[Stored entries]

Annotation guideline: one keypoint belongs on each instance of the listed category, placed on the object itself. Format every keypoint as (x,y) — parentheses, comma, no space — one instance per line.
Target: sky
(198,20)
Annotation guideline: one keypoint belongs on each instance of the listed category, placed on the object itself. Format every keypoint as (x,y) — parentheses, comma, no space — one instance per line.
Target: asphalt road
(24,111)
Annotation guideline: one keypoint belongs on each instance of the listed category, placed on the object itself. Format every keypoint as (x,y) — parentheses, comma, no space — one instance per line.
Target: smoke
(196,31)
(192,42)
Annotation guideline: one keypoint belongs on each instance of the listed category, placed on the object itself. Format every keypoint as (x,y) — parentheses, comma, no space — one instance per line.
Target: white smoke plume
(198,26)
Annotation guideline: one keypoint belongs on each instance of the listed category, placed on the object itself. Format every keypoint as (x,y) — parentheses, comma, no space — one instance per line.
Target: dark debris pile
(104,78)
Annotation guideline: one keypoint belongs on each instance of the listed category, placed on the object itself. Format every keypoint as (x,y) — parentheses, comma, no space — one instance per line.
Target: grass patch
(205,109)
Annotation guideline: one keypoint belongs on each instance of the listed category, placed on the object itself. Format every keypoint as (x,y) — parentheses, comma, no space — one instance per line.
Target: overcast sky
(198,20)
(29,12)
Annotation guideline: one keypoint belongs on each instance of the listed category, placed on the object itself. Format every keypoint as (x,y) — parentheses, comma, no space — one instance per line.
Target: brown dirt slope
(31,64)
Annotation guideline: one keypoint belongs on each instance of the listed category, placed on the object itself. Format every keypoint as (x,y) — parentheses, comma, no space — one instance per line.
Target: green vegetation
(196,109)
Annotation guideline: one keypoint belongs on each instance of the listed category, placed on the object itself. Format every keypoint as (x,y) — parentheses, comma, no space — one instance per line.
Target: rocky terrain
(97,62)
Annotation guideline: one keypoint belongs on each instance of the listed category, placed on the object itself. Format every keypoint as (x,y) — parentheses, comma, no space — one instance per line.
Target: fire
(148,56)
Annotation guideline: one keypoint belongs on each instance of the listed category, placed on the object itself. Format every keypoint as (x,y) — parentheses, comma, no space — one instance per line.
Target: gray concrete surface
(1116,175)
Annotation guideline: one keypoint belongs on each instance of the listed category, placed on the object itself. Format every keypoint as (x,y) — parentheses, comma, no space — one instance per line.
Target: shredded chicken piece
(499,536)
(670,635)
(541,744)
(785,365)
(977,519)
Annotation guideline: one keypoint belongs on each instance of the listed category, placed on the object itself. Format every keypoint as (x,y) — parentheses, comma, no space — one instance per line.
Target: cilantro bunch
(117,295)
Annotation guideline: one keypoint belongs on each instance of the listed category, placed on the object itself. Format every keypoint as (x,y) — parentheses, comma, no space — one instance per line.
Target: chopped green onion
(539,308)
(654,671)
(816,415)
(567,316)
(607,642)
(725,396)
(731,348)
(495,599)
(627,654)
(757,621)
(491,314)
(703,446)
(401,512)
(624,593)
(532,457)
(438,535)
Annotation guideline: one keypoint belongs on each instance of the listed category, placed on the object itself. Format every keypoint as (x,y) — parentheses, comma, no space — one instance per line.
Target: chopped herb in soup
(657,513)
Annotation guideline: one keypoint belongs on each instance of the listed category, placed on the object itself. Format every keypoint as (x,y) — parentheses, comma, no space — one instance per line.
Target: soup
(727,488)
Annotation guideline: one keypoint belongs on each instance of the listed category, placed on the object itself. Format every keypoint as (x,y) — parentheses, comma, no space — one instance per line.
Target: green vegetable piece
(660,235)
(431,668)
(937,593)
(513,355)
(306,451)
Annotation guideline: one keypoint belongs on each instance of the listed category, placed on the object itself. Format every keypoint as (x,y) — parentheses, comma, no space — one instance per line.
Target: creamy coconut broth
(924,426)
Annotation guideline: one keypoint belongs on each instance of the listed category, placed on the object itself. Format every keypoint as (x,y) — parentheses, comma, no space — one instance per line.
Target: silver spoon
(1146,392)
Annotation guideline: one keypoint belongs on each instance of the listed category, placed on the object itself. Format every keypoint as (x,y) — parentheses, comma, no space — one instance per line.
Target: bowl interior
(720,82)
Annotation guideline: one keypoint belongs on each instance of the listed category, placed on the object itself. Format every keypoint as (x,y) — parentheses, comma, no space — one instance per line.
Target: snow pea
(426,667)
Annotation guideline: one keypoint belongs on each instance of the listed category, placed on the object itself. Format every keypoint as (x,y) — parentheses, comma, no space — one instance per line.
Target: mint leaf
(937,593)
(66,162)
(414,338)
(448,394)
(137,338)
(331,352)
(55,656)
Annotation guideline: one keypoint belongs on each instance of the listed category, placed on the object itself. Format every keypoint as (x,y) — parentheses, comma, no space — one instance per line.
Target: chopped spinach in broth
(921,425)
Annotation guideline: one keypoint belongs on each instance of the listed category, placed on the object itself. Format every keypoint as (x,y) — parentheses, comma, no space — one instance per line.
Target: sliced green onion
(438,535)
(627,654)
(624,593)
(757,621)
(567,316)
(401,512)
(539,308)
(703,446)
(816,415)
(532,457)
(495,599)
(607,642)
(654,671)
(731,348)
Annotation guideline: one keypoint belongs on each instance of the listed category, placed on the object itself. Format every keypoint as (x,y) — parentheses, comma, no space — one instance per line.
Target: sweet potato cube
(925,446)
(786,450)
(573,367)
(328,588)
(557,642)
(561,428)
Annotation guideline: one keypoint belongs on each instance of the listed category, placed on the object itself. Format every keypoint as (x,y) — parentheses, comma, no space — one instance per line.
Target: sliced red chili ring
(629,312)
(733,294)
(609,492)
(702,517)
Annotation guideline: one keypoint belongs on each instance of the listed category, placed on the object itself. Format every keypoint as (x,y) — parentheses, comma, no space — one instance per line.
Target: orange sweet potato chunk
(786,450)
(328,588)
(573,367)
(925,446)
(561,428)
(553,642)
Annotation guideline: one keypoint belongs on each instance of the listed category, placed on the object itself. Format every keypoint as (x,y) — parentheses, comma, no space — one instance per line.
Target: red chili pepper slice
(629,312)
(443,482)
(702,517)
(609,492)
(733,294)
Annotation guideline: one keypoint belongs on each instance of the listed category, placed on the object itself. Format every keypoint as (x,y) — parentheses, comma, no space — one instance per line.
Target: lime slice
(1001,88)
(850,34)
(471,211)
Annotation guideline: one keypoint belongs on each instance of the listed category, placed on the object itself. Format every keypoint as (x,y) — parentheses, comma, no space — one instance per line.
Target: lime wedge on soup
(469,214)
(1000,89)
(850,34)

__EXERCISE DESCRIPTION__. Give the lines from the one containing "Target: red chili pepper slice" through the end of the entries again, exactly as written and with no other lines.

__SOLUTION TO THE EXERCISE__.
Target: red chili pepper slice
(629,312)
(443,482)
(702,517)
(609,492)
(733,294)
Annotation guideline: one keypoint belongs on each instance of the listed category, placed on the object itself. Format every keypoint as (x,y) — parentheses, comma, no space — one instance per line.
Target: lime slice
(1001,88)
(850,34)
(471,211)
Annotation guideline: one keypoint belongs on each instance of the listed category, placed on the object itself. Format every keypoint as (x,y) — parentheses, comma, no space — one instance per line.
Target: lime wedge on soup
(469,214)
(1000,89)
(850,34)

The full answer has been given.